#### Exercise prompt:
Copy out each line from the material where the word "below" is found.

#### Exercise data:
%%
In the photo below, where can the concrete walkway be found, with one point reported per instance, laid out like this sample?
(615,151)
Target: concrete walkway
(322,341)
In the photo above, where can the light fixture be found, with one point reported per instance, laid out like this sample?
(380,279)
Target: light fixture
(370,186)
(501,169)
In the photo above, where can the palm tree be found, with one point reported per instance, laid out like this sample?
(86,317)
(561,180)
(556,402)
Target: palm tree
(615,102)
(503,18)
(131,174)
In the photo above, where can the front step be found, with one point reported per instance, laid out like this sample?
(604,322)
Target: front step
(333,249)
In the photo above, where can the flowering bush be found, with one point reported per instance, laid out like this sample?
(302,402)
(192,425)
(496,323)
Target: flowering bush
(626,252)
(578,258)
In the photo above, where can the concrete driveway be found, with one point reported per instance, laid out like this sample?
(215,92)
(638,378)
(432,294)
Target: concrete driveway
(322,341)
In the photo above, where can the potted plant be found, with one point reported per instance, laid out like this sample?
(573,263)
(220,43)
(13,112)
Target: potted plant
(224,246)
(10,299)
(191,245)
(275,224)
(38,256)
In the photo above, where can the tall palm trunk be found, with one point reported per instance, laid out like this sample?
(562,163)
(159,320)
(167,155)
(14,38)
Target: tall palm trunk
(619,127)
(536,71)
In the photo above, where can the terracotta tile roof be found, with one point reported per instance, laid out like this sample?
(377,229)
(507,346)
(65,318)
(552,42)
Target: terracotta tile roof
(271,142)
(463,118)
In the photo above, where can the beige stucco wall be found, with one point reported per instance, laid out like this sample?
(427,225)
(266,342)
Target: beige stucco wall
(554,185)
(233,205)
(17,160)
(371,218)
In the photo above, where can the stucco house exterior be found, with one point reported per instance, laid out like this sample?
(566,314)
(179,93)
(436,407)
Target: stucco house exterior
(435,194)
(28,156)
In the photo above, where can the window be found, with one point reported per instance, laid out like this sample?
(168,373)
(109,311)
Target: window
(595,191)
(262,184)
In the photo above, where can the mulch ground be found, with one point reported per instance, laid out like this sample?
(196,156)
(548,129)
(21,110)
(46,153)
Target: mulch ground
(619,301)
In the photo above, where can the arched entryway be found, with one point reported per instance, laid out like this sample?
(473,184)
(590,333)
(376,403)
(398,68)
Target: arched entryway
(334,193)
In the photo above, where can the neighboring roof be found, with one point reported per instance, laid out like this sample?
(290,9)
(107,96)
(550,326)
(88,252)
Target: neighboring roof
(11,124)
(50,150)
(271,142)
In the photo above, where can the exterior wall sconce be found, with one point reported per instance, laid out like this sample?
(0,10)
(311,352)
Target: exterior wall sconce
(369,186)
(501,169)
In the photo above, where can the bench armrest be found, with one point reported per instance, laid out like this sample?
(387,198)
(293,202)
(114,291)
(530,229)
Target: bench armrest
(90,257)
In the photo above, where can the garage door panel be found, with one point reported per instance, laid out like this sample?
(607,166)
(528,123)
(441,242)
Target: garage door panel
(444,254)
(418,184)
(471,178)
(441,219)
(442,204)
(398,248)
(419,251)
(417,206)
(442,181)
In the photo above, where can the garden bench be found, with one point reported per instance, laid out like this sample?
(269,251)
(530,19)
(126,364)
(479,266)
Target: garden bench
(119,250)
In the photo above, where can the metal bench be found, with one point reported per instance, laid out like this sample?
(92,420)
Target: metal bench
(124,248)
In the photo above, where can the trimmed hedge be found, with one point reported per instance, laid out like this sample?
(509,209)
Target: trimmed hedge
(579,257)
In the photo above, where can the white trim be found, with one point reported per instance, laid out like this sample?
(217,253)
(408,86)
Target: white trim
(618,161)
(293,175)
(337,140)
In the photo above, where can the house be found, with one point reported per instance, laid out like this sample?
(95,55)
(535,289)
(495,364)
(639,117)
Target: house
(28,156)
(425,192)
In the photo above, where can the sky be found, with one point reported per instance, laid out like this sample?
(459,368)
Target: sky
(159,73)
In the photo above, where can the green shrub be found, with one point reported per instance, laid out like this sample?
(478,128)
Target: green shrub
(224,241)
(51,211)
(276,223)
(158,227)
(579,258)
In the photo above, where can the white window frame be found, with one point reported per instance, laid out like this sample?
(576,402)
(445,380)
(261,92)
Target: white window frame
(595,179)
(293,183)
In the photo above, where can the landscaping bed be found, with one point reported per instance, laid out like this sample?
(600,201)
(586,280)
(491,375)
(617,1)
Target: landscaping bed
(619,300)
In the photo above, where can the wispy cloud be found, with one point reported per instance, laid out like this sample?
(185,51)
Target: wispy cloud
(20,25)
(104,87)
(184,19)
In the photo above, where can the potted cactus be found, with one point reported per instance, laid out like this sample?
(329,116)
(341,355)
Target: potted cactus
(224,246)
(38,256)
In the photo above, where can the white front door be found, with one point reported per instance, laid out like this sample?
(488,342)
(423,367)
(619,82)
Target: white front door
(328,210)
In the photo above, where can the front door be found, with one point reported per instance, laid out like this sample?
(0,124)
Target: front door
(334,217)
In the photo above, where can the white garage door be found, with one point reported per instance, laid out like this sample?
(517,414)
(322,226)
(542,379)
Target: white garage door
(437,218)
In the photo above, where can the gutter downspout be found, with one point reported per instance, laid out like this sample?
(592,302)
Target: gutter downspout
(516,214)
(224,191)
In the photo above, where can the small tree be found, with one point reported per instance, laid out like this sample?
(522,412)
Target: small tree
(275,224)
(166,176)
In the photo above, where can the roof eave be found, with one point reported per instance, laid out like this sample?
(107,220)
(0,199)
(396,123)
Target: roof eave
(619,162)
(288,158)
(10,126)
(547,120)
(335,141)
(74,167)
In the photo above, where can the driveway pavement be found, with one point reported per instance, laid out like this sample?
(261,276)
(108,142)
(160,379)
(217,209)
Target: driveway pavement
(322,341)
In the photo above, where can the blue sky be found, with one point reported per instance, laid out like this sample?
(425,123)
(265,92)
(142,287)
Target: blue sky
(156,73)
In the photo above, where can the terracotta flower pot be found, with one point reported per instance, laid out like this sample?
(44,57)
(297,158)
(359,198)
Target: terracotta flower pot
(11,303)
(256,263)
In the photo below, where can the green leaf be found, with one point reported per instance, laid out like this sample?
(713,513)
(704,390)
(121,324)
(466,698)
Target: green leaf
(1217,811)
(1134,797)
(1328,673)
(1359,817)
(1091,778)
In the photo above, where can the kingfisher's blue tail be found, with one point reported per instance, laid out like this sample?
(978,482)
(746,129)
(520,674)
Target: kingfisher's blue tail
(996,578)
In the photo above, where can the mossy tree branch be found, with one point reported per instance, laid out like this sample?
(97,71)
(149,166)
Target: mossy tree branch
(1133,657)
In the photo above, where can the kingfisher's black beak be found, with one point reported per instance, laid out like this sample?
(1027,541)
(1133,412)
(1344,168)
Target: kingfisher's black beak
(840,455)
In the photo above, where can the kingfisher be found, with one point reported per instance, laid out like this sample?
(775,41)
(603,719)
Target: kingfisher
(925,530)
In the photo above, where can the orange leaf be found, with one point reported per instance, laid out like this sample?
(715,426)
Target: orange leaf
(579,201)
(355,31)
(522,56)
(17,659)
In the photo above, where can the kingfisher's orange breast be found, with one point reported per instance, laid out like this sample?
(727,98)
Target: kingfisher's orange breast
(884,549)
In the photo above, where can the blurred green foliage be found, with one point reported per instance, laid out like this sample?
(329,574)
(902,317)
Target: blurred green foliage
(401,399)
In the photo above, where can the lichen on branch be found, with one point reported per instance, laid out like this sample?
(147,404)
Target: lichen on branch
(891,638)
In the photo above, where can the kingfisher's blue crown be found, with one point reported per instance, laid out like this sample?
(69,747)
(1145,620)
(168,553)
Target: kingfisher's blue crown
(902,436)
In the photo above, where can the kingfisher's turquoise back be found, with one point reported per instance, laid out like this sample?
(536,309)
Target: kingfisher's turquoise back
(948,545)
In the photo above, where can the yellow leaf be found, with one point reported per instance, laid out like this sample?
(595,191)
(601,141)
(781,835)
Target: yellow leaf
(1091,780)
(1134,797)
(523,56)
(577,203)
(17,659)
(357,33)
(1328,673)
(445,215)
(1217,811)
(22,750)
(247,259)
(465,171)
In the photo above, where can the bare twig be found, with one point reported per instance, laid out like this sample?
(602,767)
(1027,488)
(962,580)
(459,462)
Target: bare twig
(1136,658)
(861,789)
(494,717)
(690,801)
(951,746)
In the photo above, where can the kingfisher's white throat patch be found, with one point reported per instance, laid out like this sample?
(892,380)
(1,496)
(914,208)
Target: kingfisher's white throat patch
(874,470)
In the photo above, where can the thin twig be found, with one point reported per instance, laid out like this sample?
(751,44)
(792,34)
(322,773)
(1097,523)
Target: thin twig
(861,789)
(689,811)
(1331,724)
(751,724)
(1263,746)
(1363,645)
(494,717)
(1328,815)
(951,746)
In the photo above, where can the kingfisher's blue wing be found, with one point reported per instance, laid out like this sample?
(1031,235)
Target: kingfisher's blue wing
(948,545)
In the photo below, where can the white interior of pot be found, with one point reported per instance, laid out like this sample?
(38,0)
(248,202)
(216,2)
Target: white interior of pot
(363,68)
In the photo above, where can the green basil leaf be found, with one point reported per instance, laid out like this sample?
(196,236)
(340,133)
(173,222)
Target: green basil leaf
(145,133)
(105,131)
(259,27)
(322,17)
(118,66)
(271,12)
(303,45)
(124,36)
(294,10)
%%
#### Written response:
In the photo below, where can the concrete walkway be found, with one point reported per instance, laid out like this sample?
In the photo below, where can the green leaf be found, with one point reported per instance, laid out like this sample?
In the photo below, where can the white interior of pot be found, with one point reported per instance, laid out like this sample?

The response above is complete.